Challenge » Which lines in the records below contain the word "brick"? Pull out each of those lines and copy it in full.

Provided data »
++++++++

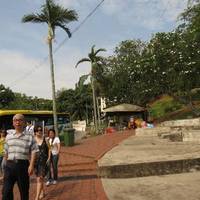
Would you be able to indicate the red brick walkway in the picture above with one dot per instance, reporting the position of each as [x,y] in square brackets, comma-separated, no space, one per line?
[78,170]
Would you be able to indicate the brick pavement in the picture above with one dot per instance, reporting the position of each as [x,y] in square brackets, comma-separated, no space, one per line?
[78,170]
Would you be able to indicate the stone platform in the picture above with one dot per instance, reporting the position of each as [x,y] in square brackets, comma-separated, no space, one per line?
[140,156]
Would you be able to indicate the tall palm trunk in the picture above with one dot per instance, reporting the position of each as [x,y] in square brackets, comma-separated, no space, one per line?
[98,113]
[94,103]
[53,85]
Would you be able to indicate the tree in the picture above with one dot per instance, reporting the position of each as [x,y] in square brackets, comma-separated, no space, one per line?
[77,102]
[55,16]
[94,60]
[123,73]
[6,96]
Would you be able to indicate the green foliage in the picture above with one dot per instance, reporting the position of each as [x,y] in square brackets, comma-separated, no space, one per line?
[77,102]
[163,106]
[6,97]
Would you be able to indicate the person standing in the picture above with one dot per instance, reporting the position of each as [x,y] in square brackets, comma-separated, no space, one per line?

++++++++

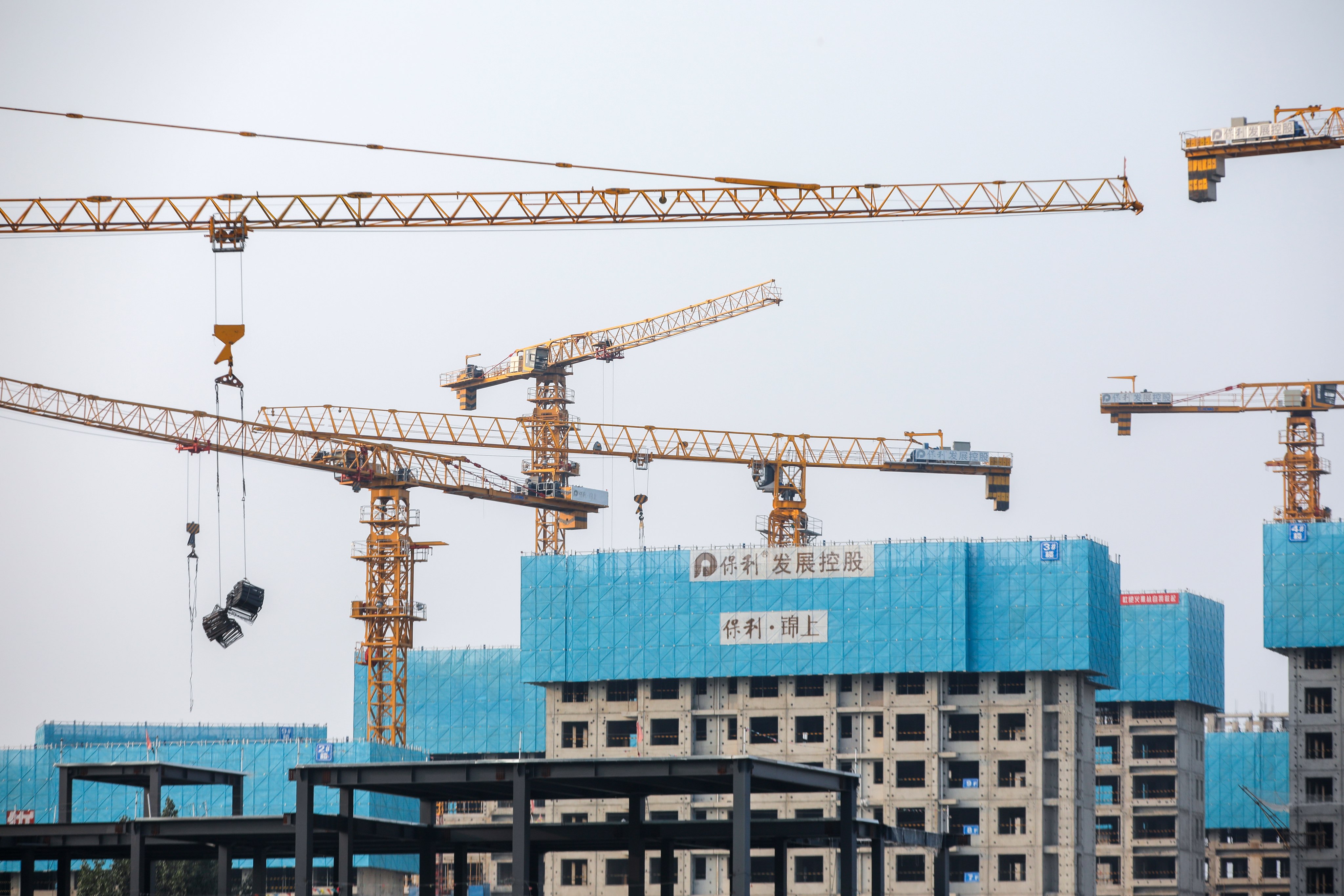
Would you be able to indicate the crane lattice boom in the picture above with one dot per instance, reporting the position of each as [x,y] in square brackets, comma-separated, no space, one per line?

++++++++

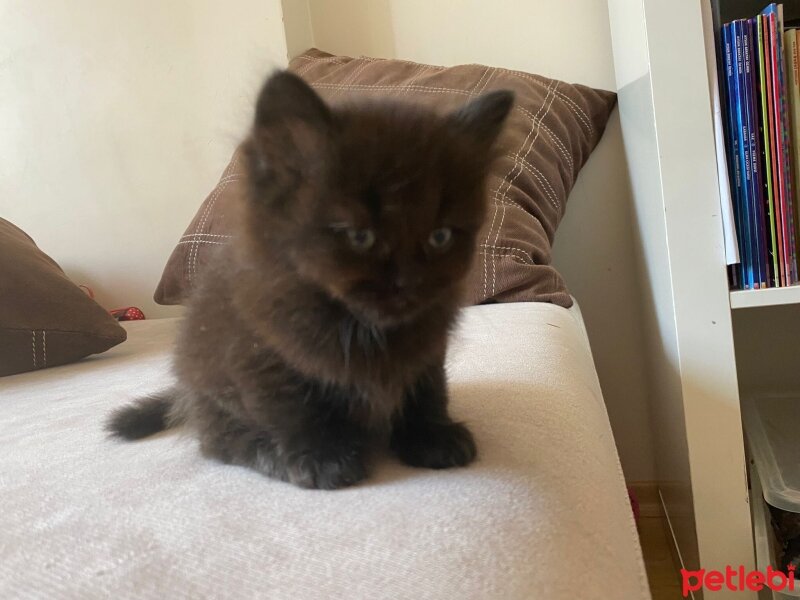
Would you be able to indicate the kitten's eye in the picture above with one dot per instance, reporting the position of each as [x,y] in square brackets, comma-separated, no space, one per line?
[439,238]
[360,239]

++++++++

Task output »
Would you be able to indicate the red brick walkway in the picture above with one dot per instance, reporting the position of each as [x,y] in square brackets, comma-separated, no space, one per line?
Would you be able to indicate the brick pavement in the picture above with one dot per instance, reporting the position of each as [x,y] in square brackets, comma-separated, no space, one per line?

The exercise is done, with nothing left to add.